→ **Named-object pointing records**
* * * *
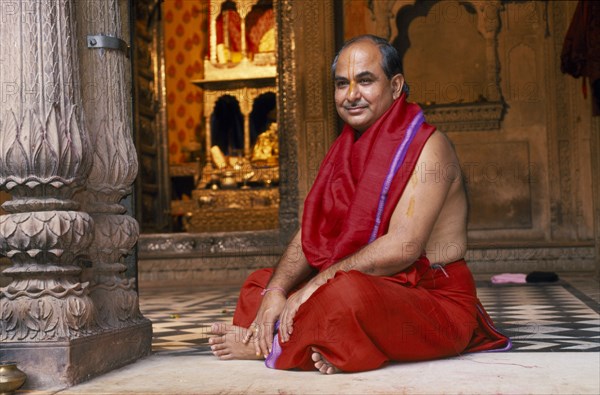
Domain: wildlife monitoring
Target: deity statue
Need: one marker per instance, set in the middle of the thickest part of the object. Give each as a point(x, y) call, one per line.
point(266, 149)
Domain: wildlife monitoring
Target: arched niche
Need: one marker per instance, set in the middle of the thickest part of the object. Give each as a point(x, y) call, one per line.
point(262, 115)
point(227, 125)
point(228, 34)
point(457, 84)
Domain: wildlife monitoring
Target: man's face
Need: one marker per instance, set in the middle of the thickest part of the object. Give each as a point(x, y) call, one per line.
point(362, 90)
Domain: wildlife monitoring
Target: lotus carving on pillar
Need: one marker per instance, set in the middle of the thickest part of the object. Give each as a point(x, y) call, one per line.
point(42, 163)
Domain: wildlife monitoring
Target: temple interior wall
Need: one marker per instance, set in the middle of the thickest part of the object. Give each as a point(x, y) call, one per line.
point(529, 179)
point(530, 176)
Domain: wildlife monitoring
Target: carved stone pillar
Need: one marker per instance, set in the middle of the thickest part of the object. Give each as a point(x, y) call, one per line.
point(115, 165)
point(44, 159)
point(52, 321)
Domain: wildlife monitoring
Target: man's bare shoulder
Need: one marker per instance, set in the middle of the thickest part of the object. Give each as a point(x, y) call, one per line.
point(439, 145)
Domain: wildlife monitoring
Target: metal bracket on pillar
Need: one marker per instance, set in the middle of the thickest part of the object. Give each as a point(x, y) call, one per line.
point(102, 41)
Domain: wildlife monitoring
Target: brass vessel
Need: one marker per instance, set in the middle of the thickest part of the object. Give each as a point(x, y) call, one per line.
point(11, 378)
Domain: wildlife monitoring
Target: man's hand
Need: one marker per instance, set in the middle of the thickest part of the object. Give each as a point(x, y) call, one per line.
point(263, 326)
point(291, 308)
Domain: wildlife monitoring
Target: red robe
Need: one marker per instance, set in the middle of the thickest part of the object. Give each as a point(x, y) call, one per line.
point(359, 322)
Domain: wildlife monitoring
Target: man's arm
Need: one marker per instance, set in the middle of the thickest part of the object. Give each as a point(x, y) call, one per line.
point(291, 270)
point(411, 225)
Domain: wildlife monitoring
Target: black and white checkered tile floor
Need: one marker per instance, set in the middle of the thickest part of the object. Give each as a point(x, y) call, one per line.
point(537, 317)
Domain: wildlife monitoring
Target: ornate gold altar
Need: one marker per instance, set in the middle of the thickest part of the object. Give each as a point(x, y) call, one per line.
point(237, 188)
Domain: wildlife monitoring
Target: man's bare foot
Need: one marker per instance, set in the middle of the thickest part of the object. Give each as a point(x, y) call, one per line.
point(322, 364)
point(228, 342)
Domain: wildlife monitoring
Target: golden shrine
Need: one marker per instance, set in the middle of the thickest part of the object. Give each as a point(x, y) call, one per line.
point(236, 189)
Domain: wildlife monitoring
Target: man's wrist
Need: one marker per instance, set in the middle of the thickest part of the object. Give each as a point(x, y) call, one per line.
point(269, 289)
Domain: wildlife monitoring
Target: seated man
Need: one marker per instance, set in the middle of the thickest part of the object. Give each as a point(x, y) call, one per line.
point(376, 272)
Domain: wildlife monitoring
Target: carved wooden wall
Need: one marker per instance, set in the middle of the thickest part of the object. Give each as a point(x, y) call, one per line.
point(529, 166)
point(149, 116)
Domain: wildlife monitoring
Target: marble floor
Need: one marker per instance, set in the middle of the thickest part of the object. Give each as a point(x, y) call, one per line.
point(555, 329)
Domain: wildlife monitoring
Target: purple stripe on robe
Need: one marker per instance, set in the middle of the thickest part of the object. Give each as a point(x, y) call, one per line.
* * * *
→ **Given exercise**
Take the listing above and print it exactly, apart from the pictures.

→ **Result**
Domain: wildlife monitoring
Target: deity statue
Need: one marker per instance, set in the middle of the thickest part of the object. Give each as a point(x, y) call, one per line.
point(266, 149)
Domain: wildlife monitoring
Target: arched niche
Need: one marker per instance, set in the middle of the thickest part of the object. Give each as a point(x, y) call, one per line.
point(262, 115)
point(227, 125)
point(228, 34)
point(457, 84)
Domain: wildlife monitoring
Target: man's face
Need: one marker per instance, set in the middle of the thickest part of the object. Give each as a point(x, y) call, one per line.
point(362, 90)
Domain: wildlife monitoring
Target: lotus carving on pillar
Need: one marker per instance, set in the middle of the thickest part of the object. Give each as a point(x, y) call, one per line.
point(42, 163)
Domain: wildlife monitoring
Target: temple interior wall
Need: one marker per instance, set in the middle of the thickest part of the object. Give each as a point(x, y) call, one per line.
point(529, 179)
point(530, 176)
Domain: wildlife monitoring
Target: carved stone pillar
Need: one marker per instance, set in the middle of the thickest part of the object. Give each as a point(x, y) call, one per line.
point(115, 165)
point(44, 159)
point(52, 321)
Domain: wildlife monitoring
Target: man's bare shoulder
Need: one marker per instance, set in the middle of the thickest part of the object. Give each as a point(x, y) call, one per line.
point(439, 145)
Domain: wildlife monitoring
Target: metal bracket on pillar
Need: one marker per instance, set in the middle of the thickest part of the object. Give each as a point(x, y) call, one per line.
point(102, 41)
Domain: wildlife monitoring
Target: brass vessel
Need: one marker per instance, set in the middle of the thickest part of the object. Give each as a point(x, y) call, one per line.
point(11, 378)
Domain: wildlife monitoring
Target: man's hand
Need: one marker per instance, set in the middle of the thickest part of the object. Give each as a point(x, y) call, one per line.
point(263, 326)
point(291, 308)
Domain: wildlife monitoring
Target: red robe
Need: one marker per instance, set in the middle of the thickest part of the object. Give each as a point(x, y) call, one per line.
point(359, 322)
Domain: wildlife monitoring
Target: man's arm
Need: one marker per instance, set in the middle of the thickest part of the object. Give each as a point(x, y) call, one per line.
point(291, 270)
point(411, 225)
Domain: wildlife monitoring
Target: black and white checkered tile floor
Need: one marker per instance, set in the middle of the thickest part of the object. Give each as a point(x, y) call, one per line.
point(537, 317)
Domain: wildlife monitoring
Target: ornate gold altar
Need: one marker per instance, set in the middle of the thickest part of the object. Give each as a point(x, y) call, one per line.
point(237, 188)
Domain: wildlife monitoring
Target: man's bare foot
Need: one marker per instance, set in the middle of the thickest part of the object. Give each as a point(x, y) call, one per line.
point(322, 364)
point(228, 342)
Domain: wildlife monitoring
Target: golden shrine
Need: one marker per instance, set in the middle of the thickest part of the object. Give each as a point(x, y) call, one per line.
point(236, 189)
Domain: wildlife monitoring
Target: man's wrist
Need: one marker per instance, set in the middle of the thickest part of the object. Give each as a point(x, y) call, one per line.
point(269, 289)
Domain: wildlife monitoring
Target: seated man
Need: one marker per instance, set in the middle of the thickest part of the object. Give each as a point(x, y) call, one per line.
point(376, 272)
Domain: wildlife monitoring
Target: carved wooden wall
Need: one marker per instance, set in the middle of the thickest part of the object. Give each as a point(x, y) call, one per line.
point(529, 166)
point(149, 116)
Domain: wildlife monitoring
Target: marble floor
Need: one marker per instance, set in the middle of the thickest part of the object. Give each as a point(x, y) call, one per line.
point(555, 329)
Domain: wildlife monitoring
Target: purple stripe on robe
Need: one marker per instance, set in the middle of the thickest part of the object. Give each as a point(x, y) call, one per line.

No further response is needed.